▶ TO DO: Copy out, word for word, the part of the passage on the FA loan starting with "This bid is" and going on through "to be vindicated.".

▶ PASSAGE GIVEN:
★ ★ ★ ★ ★ ★ ★

This loan had not, apparently, been authorised by the any of the FA's myriad committees or councils, but had instead - it is alleged - been agreed directly by Kelly and the FA chairman, coroner and ex-tennis star, Keith Wiseman. Only a letter from Wales requesting the first tranche of 400 grand alerted the FA grandees to the existence of this loan.
But what had been going on? There is no suggestion that this was one of those bung things that some football people used to get involved in, and by which they stood to gain large fortunes. No, this was more probably a political loan, granted in return for Cardiff's supporting Wiseman in his attempt to get elected to football's governing body, Fifa. Where, as well as cutting as fine a dash as a guy in sheepskin can, he would have been in a much better position to push the case for England's bid to stage the 2006 World Cup.
This bid is hugely important. Tony Banks, apparently, spends his time on little else, criss-crossing the globe in his efforts to bring Brazil, Argentina, Italy et al back to England after 40 years. The boost to the English game of hosting the competition cannot be overstated. Even sober, sensible, middle-aged men like me (and Tony Blair) go weak in the bladder at the thought of it. It would dominate our national life, gloriously, for months. Oh, the merchandising! And this may, I suppose, be the reason why Mr Wiseman has not yet resigned, despite a vote of no confidence in him. He may yet expect to be vindicated.

★ ★ ★ ★ ★ ★ ★

▶ PROVIDED DATA:

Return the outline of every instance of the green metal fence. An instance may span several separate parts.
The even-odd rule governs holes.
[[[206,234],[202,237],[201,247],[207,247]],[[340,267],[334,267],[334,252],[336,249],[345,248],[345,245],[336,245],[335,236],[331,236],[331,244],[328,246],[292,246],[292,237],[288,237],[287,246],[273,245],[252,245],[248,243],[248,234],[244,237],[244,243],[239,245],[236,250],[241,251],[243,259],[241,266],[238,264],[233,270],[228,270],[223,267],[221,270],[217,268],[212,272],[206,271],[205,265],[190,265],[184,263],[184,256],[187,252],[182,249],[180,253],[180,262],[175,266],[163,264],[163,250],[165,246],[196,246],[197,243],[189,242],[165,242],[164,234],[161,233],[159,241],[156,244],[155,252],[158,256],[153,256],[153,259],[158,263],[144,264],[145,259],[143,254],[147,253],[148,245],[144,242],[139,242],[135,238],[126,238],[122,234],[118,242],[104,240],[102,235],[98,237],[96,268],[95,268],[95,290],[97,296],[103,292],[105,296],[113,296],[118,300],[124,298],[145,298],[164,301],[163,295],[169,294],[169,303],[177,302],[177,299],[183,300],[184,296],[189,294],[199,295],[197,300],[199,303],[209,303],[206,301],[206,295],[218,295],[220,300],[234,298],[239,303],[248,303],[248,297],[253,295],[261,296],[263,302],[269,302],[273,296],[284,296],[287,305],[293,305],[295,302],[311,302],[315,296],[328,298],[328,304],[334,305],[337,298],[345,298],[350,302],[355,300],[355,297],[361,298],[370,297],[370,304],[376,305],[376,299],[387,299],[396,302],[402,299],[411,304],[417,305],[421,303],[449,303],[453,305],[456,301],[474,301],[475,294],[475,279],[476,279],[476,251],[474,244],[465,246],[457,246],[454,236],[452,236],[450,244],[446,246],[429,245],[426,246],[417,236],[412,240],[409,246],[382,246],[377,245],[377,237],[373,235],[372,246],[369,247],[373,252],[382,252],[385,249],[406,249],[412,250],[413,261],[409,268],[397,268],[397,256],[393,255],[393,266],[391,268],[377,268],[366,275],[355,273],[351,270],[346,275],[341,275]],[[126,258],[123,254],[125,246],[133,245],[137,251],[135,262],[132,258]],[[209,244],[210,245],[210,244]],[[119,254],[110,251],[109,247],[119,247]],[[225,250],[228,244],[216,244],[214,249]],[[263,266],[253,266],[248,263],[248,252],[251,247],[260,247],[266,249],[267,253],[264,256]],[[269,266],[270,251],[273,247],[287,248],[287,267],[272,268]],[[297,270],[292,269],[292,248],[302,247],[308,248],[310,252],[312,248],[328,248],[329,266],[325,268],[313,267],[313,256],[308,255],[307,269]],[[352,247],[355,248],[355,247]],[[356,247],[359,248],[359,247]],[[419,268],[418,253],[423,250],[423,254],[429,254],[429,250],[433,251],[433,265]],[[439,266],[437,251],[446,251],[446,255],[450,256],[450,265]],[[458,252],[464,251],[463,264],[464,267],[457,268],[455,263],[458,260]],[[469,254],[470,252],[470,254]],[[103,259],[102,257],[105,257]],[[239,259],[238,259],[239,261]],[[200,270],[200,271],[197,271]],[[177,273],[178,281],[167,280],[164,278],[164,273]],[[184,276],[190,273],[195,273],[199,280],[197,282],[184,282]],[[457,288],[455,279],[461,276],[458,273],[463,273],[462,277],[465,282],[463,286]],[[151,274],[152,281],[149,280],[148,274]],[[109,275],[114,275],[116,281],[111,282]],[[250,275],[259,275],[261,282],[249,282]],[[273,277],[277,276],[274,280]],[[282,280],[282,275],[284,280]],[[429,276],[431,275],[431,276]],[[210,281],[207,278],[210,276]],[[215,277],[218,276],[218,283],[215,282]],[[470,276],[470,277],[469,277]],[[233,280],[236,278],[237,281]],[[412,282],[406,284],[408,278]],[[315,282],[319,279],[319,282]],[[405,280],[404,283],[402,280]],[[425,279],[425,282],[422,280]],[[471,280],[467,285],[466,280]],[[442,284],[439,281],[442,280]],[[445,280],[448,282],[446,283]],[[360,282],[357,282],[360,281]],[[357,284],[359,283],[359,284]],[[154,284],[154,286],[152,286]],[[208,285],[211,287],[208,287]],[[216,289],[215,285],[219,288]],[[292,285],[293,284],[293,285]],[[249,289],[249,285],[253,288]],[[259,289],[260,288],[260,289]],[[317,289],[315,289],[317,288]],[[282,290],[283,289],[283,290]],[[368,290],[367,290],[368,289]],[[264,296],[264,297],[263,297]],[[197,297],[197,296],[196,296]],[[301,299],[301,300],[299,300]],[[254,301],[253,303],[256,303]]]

★ ★ ★ ★ ★ ★ ★

▶ SOLUTION:
This bid is hugely important. Tony Banks, apparently, spends his time on little else, criss-crossing the globe in his efforts to bring Brazil, Argentina, Italy et al back to England after 40 years. The boost to the English game of hosting the competition cannot be overstated. Even sober, sensible, middle-aged men like me (and Tony Blair) go weak in the bladder at the thought of it. It would dominate our national life, gloriously, for months. Oh, the merchandising! And this may, I suppose, be the reason why Mr Wiseman has not yet resigned, despite a vote of no confidence in him. He may yet expect to be vindicated.